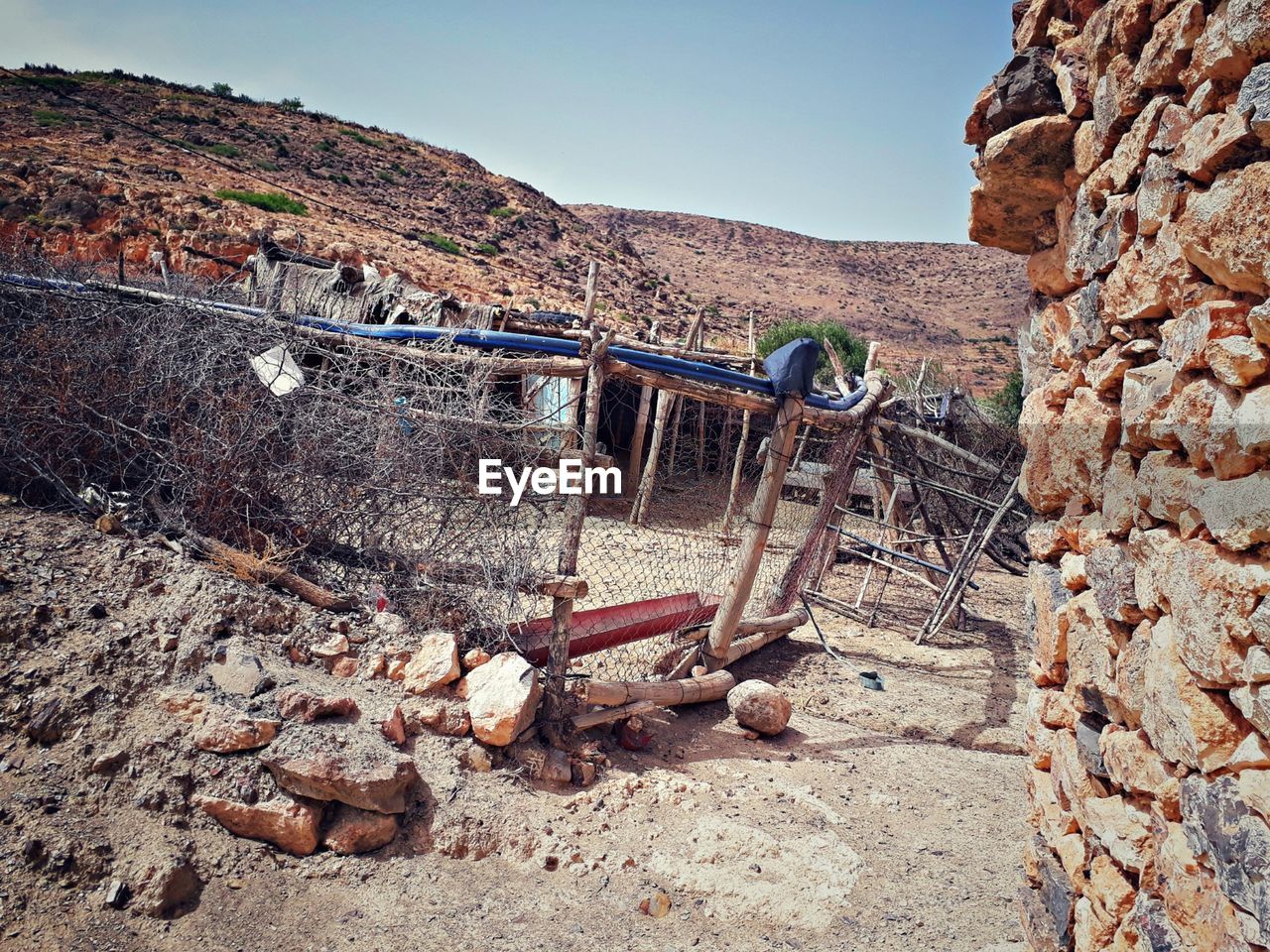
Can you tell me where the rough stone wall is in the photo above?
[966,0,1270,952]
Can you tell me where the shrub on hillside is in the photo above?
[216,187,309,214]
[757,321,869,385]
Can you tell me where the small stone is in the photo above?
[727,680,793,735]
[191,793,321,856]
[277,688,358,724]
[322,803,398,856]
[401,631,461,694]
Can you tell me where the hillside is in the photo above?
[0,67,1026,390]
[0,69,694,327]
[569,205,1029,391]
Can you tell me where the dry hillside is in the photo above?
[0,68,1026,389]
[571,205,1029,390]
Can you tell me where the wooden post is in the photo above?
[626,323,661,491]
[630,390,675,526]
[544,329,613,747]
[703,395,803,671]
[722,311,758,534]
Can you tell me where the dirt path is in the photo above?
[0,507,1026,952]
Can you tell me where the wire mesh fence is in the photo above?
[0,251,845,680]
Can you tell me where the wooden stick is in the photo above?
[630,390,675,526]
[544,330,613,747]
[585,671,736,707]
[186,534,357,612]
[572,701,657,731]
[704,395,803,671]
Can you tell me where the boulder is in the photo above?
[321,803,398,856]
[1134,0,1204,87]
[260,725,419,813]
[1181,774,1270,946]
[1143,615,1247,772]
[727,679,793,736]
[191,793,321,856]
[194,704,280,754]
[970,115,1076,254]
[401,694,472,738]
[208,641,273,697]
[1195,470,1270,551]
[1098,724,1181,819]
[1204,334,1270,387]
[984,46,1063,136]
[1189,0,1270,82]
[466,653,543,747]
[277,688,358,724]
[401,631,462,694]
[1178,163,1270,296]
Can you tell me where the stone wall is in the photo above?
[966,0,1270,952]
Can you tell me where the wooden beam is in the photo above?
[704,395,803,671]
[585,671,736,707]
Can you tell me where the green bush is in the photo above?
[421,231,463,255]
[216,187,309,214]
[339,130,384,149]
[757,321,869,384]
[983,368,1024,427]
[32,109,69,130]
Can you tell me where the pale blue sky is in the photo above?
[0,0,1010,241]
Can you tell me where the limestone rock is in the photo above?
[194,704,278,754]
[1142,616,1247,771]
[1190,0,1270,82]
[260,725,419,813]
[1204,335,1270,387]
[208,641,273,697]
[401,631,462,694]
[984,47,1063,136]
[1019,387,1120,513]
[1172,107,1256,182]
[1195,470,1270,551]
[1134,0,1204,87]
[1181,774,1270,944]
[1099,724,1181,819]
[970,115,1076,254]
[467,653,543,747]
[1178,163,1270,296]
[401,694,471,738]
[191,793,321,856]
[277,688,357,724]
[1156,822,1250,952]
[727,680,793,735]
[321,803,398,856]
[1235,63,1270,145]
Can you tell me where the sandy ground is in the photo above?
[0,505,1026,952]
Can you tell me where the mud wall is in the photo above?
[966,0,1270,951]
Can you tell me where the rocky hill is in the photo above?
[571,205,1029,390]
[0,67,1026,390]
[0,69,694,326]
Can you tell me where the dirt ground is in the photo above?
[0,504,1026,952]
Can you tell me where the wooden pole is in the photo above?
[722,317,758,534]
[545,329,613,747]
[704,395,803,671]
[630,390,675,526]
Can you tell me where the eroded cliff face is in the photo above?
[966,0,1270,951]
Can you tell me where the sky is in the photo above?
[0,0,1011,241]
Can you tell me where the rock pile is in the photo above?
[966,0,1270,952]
==
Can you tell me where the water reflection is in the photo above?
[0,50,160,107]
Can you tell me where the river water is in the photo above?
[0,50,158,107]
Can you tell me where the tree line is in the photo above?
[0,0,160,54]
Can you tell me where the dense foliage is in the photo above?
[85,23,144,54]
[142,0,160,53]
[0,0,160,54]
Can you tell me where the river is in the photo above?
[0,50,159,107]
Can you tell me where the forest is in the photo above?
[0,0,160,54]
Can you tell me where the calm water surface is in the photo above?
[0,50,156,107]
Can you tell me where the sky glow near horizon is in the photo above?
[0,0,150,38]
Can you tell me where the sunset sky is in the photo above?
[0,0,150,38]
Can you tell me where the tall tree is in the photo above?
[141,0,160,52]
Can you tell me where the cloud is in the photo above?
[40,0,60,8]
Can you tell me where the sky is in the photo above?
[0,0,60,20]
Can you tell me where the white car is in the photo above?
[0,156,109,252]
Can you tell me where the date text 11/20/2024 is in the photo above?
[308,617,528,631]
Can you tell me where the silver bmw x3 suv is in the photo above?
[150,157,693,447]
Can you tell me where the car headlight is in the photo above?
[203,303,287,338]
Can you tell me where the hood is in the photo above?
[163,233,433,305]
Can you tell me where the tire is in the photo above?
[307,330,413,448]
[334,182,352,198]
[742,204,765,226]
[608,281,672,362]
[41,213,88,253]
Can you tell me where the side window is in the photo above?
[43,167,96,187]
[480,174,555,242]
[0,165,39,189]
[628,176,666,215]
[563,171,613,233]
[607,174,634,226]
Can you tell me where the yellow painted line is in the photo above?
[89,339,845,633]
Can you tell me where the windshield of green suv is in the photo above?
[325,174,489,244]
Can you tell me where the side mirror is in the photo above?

Short problem:
Please write out the stretch of data from the line containing "Can you tell me where the rough" through the line containing "[0,0,1010,241]", keeping every line, and shift each bounding-box coordinate in the answers by -60.

Exercise output:
Can you tell me where the rough stone wall is in the photo above?
[906,-60,1210,892]
Can you tell me where the shrub on hillside is in the photo above?
[156,127,249,154]
[697,261,809,325]
Can you tell me where the small stone is in the photo above?
[667,620,733,675]
[131,733,261,796]
[217,628,298,664]
[262,743,338,796]
[341,571,401,634]
Can you tell me where the hillside is in the photo above?
[-60,7,966,330]
[-60,9,634,267]
[509,145,969,331]
Can you tell me where the dry hillside is in the photo above?
[-60,8,966,329]
[511,145,969,330]
Can you tell me where the wooden post is in the photo above?
[566,263,601,431]
[570,330,615,466]
[484,269,553,687]
[643,335,743,611]
[662,251,698,474]
Can you tell me where the dirt path is in the photo above?
[-60,447,966,892]
Can you tell me where the wire mesh fence is in the photo above?
[-60,191,785,620]
Can you tell me where the wooden stick is in the photo above?
[570,330,615,466]
[484,270,553,687]
[525,611,676,647]
[126,474,297,552]
[512,641,597,671]
[644,335,743,611]
Can you tell me where the boulder is in the photo above?
[261,743,338,796]
[1074,-60,1144,27]
[200,665,359,753]
[1121,714,1210,886]
[1083,555,1187,712]
[667,619,733,676]
[131,733,261,796]
[134,644,220,694]
[910,55,1016,194]
[341,634,412,678]
[148,581,213,637]
[1135,410,1210,491]
[1038,664,1121,759]
[1144,274,1210,327]
[924,-14,1003,76]
[1129,-60,1210,22]
[406,593,483,687]
[217,628,298,664]
[341,571,402,634]
[1118,103,1210,236]
Can you tell me where the stone wall is in the photo above?
[906,-60,1210,892]
Can you tell me where the wooden beam is in the photo above?
[644,335,743,611]
[525,611,676,647]
Can you tell me where the green bush is in the photo above?
[361,171,403,195]
[156,127,249,154]
[279,70,324,89]
[697,261,809,324]
[923,308,964,367]
[-28,49,9,70]
Can you tell me where the pale blue sky is in the photo above?
[-60,-60,950,181]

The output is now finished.